> **What you need to do**: Output the passage of the opinion piece on civic spaces in Latin America from "States using a" to "the international system.", copied word for word.

> **Reading passage**:
▼
Military police in Rio de Janeiro
Military police in Rio de Janeiro Fausto Maia/TheNEWS2 via ZUMA

-OpEd-

BUENOS AIRES — Across Latin America, the current health crisis has been accompanied by efforts to limit people’s basic rights and reduce civic spaces, meaning the places where citizens and civil society can organize themselves, debate and act — outside the state, corporation or the family — in defense of public goods and civil rights.

So concluded participants in a recent workshop, organized by the CRIES think tank association, on regional responses to the crisis. Evidence for this claim comes from a report by Civicus, a global alliance of NGOs, noting that civic spaces have been restricted in 22 of Latin America’s 32 states, and strangled or blocked in eight.

The situation is of particular concern in Mexico, Brazil and Venezuela, according to study. The trend, nevertheless, can be seen in other countries as well. In fact, in many cases the pandemic and quarantine norms imposed to curb contagion have helped deepen tendencies that began before the pandemic, and given governments — both of the Left and the Right — opportunities and pretexts to increase oversight, authoritarian practices and often unconstitutional controls over citizens.

The measures taken in response to the pandemic have restricted civic spaces at local, national, regional and even international levels. The situation is alarming to the international community in general, and to the international rights community in particular.

States using a range of legal, pseudo-legal and illegal means have been severely repressive of things such as the right to influence public policies and to develop interactive dialogue with decision-takers at the government and intergovernmental levels. There’s also been a crackdown on the freedoms of association and expressions, and in some cases citizens are subjected to violence.

There’s an Orwellian twist.

In addition to legal, illegal and extra-legal mechanisms used to disempower civil society and curb its abilities to express itself and impact events, new technologies have, in an Orwellian twist, aided in this shrinking of the civic sphere by allowing greater controls, distortion, censorship and intervention online.

Indeed, new control and monitoring mechanisms have come to constitute some of the most important exports to this region by the main actors of the international system.
▲
> **Data under study**:
▼
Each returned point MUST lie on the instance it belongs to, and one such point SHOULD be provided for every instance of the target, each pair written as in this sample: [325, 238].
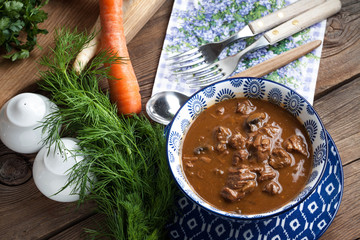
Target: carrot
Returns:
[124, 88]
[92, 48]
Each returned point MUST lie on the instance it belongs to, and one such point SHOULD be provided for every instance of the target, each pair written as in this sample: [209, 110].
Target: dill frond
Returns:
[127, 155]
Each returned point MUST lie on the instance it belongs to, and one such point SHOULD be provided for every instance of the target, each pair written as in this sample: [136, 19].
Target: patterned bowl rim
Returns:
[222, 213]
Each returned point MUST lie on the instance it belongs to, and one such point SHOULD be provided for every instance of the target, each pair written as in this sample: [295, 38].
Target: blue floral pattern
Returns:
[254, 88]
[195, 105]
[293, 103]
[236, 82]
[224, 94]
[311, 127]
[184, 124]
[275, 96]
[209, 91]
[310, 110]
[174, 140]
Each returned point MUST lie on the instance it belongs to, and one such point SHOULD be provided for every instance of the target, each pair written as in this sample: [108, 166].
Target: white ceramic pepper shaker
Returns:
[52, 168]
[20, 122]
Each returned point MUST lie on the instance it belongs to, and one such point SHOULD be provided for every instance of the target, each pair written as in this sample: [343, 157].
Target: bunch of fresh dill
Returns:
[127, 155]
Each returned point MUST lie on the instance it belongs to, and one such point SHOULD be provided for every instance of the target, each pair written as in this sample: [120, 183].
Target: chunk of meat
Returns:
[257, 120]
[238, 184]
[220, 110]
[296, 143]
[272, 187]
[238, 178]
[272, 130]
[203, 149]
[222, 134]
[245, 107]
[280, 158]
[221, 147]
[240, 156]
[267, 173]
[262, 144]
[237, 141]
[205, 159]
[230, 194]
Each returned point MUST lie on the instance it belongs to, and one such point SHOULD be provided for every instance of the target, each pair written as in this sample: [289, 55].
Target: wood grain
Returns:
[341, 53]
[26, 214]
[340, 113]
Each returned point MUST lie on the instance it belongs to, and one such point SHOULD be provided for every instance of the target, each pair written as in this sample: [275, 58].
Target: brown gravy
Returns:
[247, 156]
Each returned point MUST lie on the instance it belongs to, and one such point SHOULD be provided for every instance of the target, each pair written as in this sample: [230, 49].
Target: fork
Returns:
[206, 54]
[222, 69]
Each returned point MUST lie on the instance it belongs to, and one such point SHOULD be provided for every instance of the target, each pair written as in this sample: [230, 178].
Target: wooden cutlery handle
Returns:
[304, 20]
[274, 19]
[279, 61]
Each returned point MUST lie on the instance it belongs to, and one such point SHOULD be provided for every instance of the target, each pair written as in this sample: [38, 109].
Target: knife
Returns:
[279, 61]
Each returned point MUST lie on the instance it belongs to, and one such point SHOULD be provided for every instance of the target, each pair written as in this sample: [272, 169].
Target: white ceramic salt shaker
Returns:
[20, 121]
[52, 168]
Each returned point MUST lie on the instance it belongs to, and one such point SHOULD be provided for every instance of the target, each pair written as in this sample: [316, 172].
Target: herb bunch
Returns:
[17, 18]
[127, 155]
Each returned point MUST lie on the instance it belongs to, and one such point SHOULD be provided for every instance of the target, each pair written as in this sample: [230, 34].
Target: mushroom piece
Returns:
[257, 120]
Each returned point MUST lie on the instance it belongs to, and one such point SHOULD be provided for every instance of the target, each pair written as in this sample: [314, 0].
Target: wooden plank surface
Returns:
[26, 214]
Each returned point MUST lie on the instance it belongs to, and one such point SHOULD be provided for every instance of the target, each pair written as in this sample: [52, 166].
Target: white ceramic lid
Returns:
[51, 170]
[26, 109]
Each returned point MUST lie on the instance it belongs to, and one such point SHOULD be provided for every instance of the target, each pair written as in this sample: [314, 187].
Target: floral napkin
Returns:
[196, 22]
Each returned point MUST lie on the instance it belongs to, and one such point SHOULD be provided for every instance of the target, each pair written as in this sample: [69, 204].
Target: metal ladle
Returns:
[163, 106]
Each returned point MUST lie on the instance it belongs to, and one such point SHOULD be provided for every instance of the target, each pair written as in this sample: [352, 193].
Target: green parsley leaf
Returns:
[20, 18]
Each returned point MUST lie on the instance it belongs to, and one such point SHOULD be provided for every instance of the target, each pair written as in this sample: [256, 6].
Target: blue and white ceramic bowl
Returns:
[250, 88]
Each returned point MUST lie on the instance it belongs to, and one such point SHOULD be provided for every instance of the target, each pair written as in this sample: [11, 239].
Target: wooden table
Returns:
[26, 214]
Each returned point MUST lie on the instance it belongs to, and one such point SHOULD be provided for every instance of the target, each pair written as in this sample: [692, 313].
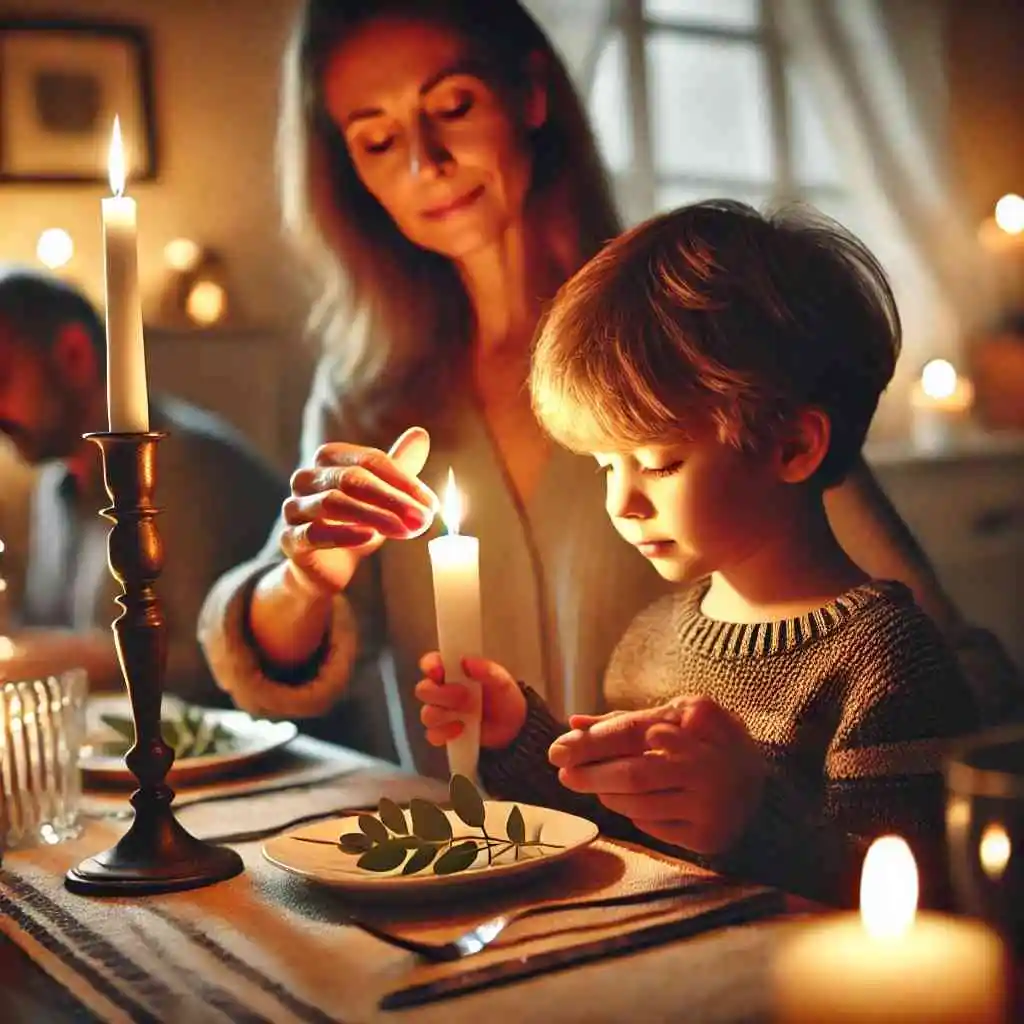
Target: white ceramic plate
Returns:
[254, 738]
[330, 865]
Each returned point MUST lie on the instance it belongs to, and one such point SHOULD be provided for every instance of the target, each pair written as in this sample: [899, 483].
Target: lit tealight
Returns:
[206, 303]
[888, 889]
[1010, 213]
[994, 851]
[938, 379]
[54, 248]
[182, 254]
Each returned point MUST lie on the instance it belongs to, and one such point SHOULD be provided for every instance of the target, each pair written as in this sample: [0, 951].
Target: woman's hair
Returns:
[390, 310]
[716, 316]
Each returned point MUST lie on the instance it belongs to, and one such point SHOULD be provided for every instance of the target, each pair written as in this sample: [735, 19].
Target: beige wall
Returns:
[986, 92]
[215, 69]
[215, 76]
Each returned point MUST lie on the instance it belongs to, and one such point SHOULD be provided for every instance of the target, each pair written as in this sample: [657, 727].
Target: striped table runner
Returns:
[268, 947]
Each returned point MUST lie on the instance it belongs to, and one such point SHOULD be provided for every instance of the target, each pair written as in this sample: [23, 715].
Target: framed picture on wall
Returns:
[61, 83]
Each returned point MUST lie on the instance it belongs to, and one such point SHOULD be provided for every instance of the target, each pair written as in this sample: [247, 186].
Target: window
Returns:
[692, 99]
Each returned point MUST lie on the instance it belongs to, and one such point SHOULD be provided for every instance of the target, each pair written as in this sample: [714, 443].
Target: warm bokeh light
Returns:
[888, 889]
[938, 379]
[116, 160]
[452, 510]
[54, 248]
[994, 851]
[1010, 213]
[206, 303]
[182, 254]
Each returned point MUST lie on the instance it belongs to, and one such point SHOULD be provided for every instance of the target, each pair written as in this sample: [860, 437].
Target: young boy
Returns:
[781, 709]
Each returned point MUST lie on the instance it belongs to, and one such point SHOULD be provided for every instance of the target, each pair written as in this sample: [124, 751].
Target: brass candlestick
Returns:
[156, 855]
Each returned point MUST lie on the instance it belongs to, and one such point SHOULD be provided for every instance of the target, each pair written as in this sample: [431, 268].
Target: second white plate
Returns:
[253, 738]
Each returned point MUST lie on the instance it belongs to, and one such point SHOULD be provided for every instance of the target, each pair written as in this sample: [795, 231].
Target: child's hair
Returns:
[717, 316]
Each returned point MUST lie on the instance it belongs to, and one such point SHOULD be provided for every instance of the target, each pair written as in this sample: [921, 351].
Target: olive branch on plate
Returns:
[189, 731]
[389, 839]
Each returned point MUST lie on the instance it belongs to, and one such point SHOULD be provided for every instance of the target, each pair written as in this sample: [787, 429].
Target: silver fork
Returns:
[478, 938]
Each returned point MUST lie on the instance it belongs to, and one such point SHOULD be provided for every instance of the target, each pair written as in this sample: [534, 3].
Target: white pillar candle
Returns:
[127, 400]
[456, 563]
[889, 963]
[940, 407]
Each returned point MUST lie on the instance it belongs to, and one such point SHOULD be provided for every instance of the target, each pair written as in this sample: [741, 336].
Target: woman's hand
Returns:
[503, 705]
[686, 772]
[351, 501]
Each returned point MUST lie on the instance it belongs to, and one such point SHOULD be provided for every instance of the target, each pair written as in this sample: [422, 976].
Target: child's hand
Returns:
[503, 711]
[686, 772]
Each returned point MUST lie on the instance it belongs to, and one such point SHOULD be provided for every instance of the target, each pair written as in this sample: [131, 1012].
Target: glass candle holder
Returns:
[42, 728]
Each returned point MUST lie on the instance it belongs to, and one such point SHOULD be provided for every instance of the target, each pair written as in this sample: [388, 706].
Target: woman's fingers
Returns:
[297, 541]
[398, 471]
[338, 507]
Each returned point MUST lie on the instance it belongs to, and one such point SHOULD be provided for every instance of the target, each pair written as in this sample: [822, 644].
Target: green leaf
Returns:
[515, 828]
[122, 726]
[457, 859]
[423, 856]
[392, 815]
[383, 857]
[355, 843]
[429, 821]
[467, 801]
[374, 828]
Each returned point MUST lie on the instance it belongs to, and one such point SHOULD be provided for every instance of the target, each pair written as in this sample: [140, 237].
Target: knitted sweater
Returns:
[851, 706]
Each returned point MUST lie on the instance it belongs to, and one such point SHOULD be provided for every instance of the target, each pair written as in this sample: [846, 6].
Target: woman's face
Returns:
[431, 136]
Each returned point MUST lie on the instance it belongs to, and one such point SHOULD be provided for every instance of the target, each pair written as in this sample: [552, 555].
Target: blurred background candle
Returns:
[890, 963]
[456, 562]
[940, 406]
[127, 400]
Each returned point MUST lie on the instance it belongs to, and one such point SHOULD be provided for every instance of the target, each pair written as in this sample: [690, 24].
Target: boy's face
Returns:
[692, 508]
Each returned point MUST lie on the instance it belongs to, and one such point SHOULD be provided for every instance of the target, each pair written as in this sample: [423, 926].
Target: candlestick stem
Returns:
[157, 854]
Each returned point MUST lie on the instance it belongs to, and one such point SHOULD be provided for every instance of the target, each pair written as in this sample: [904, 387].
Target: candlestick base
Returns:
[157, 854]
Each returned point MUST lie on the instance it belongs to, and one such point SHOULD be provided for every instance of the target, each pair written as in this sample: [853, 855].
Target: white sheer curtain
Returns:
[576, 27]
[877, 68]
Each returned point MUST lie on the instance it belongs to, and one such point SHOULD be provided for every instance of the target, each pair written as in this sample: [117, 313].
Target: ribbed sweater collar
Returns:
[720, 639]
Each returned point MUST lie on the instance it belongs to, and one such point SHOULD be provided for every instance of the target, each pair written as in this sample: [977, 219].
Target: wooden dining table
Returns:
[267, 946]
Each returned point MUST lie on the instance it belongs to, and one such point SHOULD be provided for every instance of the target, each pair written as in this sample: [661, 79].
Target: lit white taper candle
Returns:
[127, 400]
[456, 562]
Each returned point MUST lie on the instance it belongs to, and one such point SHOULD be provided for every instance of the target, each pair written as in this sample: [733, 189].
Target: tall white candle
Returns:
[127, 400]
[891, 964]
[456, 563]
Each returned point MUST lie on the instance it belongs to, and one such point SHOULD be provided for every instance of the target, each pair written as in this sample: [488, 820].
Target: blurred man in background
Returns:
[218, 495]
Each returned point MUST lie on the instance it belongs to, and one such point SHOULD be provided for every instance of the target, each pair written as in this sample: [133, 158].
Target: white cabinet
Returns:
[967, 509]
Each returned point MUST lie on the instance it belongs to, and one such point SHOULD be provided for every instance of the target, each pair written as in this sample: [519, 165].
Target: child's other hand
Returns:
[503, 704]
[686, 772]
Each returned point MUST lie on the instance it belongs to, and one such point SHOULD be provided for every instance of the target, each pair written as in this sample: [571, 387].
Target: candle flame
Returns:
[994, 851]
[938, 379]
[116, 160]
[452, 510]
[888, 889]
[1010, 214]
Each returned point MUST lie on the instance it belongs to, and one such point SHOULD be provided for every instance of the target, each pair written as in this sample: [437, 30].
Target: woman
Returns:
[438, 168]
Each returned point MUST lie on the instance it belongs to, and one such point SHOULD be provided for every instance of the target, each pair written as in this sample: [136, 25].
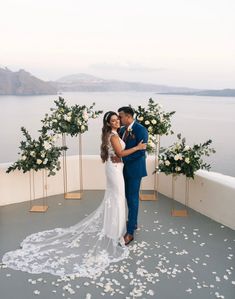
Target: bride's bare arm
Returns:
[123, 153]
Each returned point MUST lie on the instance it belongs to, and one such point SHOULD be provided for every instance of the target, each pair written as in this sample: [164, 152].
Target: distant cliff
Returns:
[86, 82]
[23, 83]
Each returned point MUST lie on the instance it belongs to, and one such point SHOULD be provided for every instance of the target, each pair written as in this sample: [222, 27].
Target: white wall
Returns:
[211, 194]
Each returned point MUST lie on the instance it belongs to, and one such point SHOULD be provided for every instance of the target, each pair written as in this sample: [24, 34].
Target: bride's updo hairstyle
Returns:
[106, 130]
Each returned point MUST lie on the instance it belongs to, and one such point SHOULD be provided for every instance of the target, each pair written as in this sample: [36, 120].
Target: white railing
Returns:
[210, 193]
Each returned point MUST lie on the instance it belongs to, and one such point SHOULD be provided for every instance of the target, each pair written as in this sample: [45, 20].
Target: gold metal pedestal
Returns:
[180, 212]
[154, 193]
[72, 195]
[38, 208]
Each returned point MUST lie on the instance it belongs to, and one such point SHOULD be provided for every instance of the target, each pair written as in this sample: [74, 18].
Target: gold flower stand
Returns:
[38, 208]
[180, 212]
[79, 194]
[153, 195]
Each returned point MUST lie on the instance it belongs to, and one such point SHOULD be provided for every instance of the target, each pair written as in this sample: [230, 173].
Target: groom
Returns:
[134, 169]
▲
> **Written reply**:
States using a range of legal, pseudo-legal and illegal means have been severely repressive of things such as the right to influence public policies and to develop interactive dialogue with decision-takers at the government and intergovernmental levels. There’s also been a crackdown on the freedoms of association and expressions, and in some cases citizens are subjected to violence.

There’s an Orwellian twist.

In addition to legal, illegal and extra-legal mechanisms used to disempower civil society and curb its abilities to express itself and impact events, new technologies have, in an Orwellian twist, aided in this shrinking of the civic sphere by allowing greater controls, distortion, censorship and intervention online.

Indeed, new control and monitoring mechanisms have come to constitute some of the most important exports to this region by the main actors of the international system.